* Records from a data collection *
------------
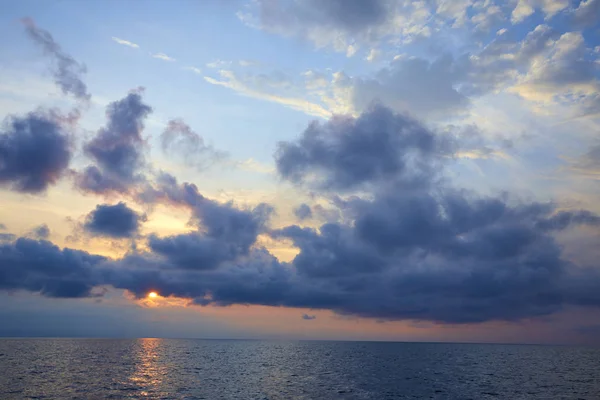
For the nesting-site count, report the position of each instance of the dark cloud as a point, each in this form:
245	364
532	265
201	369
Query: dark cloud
66	71
180	140
347	152
35	151
303	212
7	237
40	266
117	149
41	232
398	252
117	221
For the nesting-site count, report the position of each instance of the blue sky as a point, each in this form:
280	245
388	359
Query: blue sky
278	103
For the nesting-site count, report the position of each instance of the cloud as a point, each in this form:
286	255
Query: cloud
117	149
345	152
373	55
341	24
41	232
303	212
163	56
66	71
587	13
565	71
400	251
7	237
233	82
413	85
194	70
525	8
218	64
179	139
125	42
35	151
40	266
116	221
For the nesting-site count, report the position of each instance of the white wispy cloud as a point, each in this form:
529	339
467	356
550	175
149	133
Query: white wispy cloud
193	69
163	56
125	42
231	81
218	64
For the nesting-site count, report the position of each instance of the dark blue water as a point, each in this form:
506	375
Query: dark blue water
214	369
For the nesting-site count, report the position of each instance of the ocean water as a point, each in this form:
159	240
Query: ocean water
230	369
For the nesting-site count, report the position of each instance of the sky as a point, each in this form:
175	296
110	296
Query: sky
301	169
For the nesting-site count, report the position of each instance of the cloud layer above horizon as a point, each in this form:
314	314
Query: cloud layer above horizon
392	219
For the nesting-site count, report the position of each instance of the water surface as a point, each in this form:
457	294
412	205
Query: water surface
227	369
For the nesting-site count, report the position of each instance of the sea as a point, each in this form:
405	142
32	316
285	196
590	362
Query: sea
247	369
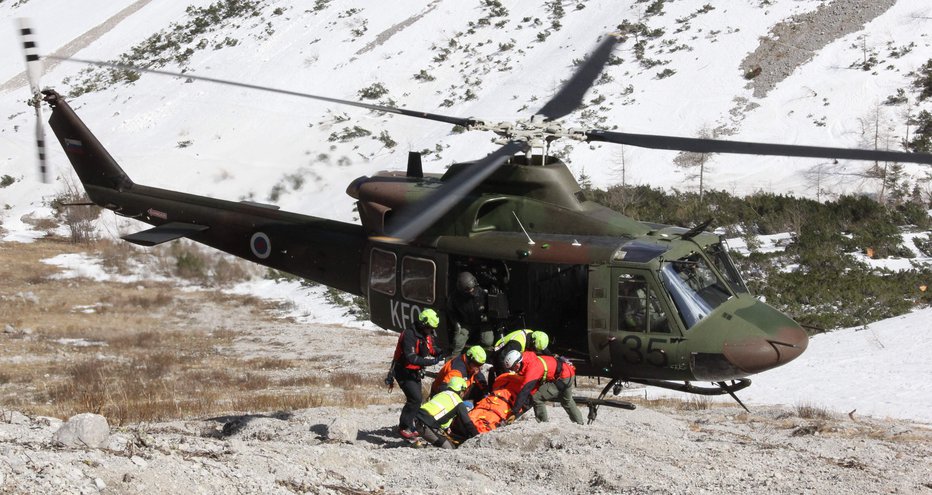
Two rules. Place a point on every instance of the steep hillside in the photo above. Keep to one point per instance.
(685, 66)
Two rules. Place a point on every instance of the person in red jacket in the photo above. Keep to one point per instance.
(544, 378)
(415, 350)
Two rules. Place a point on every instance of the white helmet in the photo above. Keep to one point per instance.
(512, 358)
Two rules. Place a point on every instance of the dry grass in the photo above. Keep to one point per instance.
(140, 352)
(807, 410)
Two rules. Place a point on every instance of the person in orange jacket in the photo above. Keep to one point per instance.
(467, 366)
(415, 350)
(495, 408)
(543, 378)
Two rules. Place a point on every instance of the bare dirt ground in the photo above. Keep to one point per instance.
(266, 405)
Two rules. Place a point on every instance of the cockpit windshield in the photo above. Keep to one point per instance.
(722, 262)
(695, 287)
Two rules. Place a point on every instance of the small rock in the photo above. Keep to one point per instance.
(84, 430)
(340, 430)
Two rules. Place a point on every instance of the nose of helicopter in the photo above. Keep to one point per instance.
(777, 346)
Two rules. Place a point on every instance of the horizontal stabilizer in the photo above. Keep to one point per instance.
(164, 233)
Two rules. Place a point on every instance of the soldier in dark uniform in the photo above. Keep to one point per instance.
(469, 315)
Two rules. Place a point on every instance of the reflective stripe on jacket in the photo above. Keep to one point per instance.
(442, 404)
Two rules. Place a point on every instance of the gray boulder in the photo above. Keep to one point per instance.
(84, 431)
(340, 430)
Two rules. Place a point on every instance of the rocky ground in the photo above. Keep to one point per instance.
(349, 446)
(341, 450)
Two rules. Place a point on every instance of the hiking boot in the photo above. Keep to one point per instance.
(408, 434)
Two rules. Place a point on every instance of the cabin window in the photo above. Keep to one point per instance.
(382, 267)
(418, 277)
(639, 308)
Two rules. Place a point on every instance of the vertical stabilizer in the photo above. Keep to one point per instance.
(94, 165)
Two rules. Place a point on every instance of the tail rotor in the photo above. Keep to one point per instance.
(34, 69)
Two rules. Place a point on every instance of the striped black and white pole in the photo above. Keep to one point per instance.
(34, 71)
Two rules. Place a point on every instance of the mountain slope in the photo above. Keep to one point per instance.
(680, 70)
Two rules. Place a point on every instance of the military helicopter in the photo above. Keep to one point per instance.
(627, 300)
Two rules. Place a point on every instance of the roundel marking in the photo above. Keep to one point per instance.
(261, 245)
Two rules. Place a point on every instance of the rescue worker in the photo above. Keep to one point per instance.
(436, 416)
(519, 340)
(415, 350)
(544, 378)
(496, 407)
(469, 315)
(467, 366)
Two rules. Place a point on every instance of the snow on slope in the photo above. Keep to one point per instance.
(245, 144)
(879, 370)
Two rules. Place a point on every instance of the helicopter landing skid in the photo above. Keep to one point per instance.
(615, 386)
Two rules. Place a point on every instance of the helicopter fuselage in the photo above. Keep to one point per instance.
(604, 286)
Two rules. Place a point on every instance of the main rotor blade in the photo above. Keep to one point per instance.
(698, 145)
(417, 217)
(31, 51)
(465, 122)
(570, 95)
(34, 68)
(40, 146)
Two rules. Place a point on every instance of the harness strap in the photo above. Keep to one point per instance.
(543, 379)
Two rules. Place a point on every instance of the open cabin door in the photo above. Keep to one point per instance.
(402, 281)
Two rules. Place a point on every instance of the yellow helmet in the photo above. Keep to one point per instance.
(429, 318)
(540, 340)
(457, 384)
(476, 354)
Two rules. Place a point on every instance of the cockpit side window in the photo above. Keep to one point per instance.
(382, 271)
(639, 308)
(695, 288)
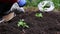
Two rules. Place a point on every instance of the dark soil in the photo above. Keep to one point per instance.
(48, 24)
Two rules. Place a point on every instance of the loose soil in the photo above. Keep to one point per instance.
(48, 24)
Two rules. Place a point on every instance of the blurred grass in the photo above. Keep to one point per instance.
(34, 3)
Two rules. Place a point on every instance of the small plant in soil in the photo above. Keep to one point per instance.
(39, 15)
(22, 24)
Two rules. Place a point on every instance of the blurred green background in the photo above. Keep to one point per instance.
(34, 3)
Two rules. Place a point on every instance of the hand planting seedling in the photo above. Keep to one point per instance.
(38, 15)
(22, 23)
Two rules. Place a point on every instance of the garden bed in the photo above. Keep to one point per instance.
(48, 24)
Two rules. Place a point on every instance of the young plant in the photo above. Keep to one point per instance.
(22, 23)
(39, 15)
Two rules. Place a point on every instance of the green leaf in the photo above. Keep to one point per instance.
(38, 15)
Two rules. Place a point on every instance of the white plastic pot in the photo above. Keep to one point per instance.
(43, 3)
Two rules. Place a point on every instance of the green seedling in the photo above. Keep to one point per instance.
(22, 23)
(38, 15)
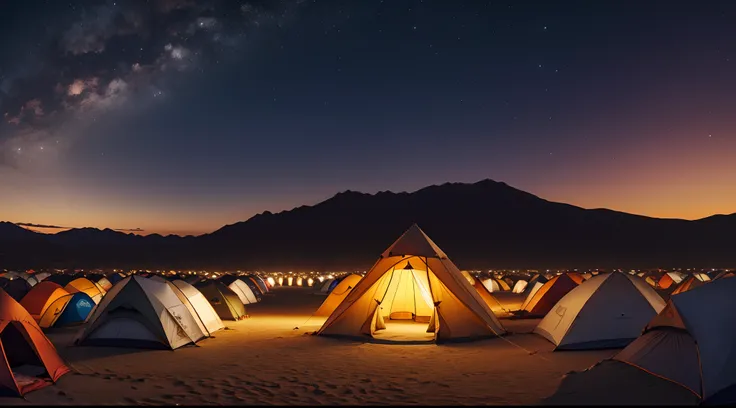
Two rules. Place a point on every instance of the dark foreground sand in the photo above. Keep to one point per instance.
(265, 360)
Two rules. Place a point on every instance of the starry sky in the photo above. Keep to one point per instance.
(180, 116)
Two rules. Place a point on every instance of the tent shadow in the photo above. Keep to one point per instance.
(614, 383)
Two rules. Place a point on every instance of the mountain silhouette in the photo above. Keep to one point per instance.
(481, 225)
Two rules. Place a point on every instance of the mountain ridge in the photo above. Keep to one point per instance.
(486, 224)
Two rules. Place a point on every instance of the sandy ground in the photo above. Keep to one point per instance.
(271, 359)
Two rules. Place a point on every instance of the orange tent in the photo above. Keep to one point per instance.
(23, 345)
(85, 285)
(40, 297)
(542, 301)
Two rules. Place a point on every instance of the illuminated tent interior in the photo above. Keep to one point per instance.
(29, 359)
(542, 298)
(85, 285)
(690, 345)
(337, 295)
(223, 300)
(40, 298)
(606, 311)
(414, 281)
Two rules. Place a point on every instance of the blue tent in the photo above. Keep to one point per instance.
(76, 310)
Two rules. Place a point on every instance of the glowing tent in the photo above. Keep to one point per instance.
(67, 310)
(520, 286)
(244, 292)
(24, 349)
(223, 300)
(606, 311)
(670, 278)
(202, 308)
(142, 313)
(87, 286)
(692, 342)
(337, 295)
(414, 280)
(40, 297)
(541, 299)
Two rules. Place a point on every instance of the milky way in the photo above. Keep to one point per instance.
(113, 54)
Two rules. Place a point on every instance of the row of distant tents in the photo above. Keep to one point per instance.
(688, 340)
(137, 311)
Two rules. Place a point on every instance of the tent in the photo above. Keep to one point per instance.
(496, 285)
(691, 282)
(520, 286)
(670, 278)
(606, 311)
(240, 288)
(414, 280)
(143, 313)
(223, 300)
(325, 288)
(489, 299)
(87, 286)
(203, 309)
(40, 297)
(540, 300)
(24, 347)
(253, 287)
(104, 283)
(61, 279)
(691, 342)
(258, 281)
(337, 295)
(16, 288)
(67, 310)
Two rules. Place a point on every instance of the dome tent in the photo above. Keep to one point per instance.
(414, 280)
(335, 297)
(23, 345)
(606, 311)
(691, 342)
(143, 313)
(223, 300)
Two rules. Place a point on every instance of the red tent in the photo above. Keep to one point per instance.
(29, 359)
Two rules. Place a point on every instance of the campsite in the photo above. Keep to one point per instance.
(412, 329)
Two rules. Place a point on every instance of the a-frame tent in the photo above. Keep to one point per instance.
(414, 279)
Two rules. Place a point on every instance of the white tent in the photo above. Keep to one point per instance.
(414, 280)
(203, 309)
(140, 312)
(520, 286)
(692, 342)
(245, 294)
(606, 311)
(491, 285)
(326, 286)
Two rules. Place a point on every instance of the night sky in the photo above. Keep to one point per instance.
(178, 116)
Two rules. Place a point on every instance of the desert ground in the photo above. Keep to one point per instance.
(271, 358)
------------
* What you need to do *
Your task is to collect every line above that contains the word "count".

* Response below *
For the nesting-site count, report the position of each instance of the dark cloud as a point, each in this form:
For the nesting-site count, report the position of each instance of the blue sky as a point, each in this form:
For the nesting-site count, report the position of each instance of the cloud as a point, each in this form:
For the nesting-site count, report the position of each instance of the white wispy cloud as a point, each in this form:
For the nesting-site count, report the position of each instance of the dark blue water as a point, each in this form:
For the nesting-site count, report the position of each instance of the ocean water as a point, each in this form:
For the nesting-site count, report the position of each instance of the sky as a point, each in this form:
For the nesting-site count, report the position of each instance of the cloud layer above horizon as a point, each in this form:
For the nesting-site count, report the position of each instance of the water surface as a point, each in this form:
For the nesting-site count, report the position of each instance of the sea as a point, each in this form:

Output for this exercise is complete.